Task statement:
In the Douglas-fir seed orchard abstract below, what selfing rate was estimated for the 2009 seed crop? Please answer in a few words.

Document segment:
»»
Estimates of pollen contamination and selfing in a coastal Douglas-fir seed orchard

Abstract

Seed orchards are the link from tree breeding to reforestation programs and are theoretically expected to function as closed, perfect populations, ensuring gain and diversity are consistently and predictively delivered as improved seed and seedlings. Seed orchard populations often deviate from panmixia due to fertility variation, reproductive asynchrony, and gene flow, leading to reduced seed crops genetic quality. Here, as a part of multiyear monitoring study, we used DNA fingerprinting (simple sequence repeat markers) to assess a Douglas-fir (Pseudotsuga menziesii) seed orchard's seed crop genetic quality (2009 seed crop). The studied seed crop was produced under ambient temperature (i.e. no reproductive phenology manipulation) and pollination was augmented by pollen from within orchard's pollen donors. DNA fingerprinting of the parental population (66 parents) along with 207 gametophyte (1n) – embryo (2n) pairs of random bulk sample of seed allowed parentage (maternal and paternal) assignment and the direct assessment of pollen contamination (0.18 ± 0.027) and selfing (0.17 ± 0.025) rates as well as parental (pollen, ovule and individual parent) gametic contribution was compared to a previous year's crop (2005). The extended reproductive phenology coupled with variable within-orchard pollen availability has created opportunities for both self and foreign pollen to be successful at various times resulting in the seemingly paradoxical scenario of high selfing and gene flow. These results (2005 and 2009) allowed comparison of seed orchard's crop management practices and are expected to provide scientific foundations to effective seed crops genetic quality improvement.
««
Data for analysis:
»»
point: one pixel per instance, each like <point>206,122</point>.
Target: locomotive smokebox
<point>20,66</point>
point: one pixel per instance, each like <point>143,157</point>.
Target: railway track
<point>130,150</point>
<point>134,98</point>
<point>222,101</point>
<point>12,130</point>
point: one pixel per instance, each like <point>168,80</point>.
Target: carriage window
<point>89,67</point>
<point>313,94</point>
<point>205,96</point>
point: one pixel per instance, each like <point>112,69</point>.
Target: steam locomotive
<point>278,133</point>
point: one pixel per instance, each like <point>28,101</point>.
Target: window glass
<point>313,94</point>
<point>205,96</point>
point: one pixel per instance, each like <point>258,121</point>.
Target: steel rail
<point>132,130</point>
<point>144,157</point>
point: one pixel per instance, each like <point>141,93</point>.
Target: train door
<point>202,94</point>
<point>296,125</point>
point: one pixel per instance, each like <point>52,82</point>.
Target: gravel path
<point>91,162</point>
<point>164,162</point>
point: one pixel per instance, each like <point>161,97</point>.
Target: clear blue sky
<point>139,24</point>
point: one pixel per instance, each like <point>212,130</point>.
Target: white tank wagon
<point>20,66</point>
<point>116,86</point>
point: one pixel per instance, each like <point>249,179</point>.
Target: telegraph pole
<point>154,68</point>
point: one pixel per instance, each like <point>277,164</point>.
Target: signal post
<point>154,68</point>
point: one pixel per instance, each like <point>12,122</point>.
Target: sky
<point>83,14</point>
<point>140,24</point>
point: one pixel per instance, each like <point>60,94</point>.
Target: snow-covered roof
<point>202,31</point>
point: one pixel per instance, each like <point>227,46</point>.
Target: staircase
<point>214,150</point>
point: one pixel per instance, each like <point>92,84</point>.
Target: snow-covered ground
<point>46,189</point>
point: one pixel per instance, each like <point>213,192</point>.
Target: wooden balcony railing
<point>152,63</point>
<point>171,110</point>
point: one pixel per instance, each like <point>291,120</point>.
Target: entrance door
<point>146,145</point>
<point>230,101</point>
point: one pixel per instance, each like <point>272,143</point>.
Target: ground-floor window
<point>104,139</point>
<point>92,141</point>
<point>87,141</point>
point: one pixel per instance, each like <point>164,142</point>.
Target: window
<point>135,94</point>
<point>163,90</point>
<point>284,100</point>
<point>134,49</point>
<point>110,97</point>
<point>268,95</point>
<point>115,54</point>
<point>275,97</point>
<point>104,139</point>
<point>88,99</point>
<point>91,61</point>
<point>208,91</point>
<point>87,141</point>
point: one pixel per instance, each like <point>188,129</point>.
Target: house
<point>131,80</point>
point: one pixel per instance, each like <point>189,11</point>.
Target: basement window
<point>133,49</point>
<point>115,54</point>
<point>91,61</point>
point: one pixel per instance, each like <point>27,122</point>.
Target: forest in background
««
Solution to this exercise:
0.17 ± 0.025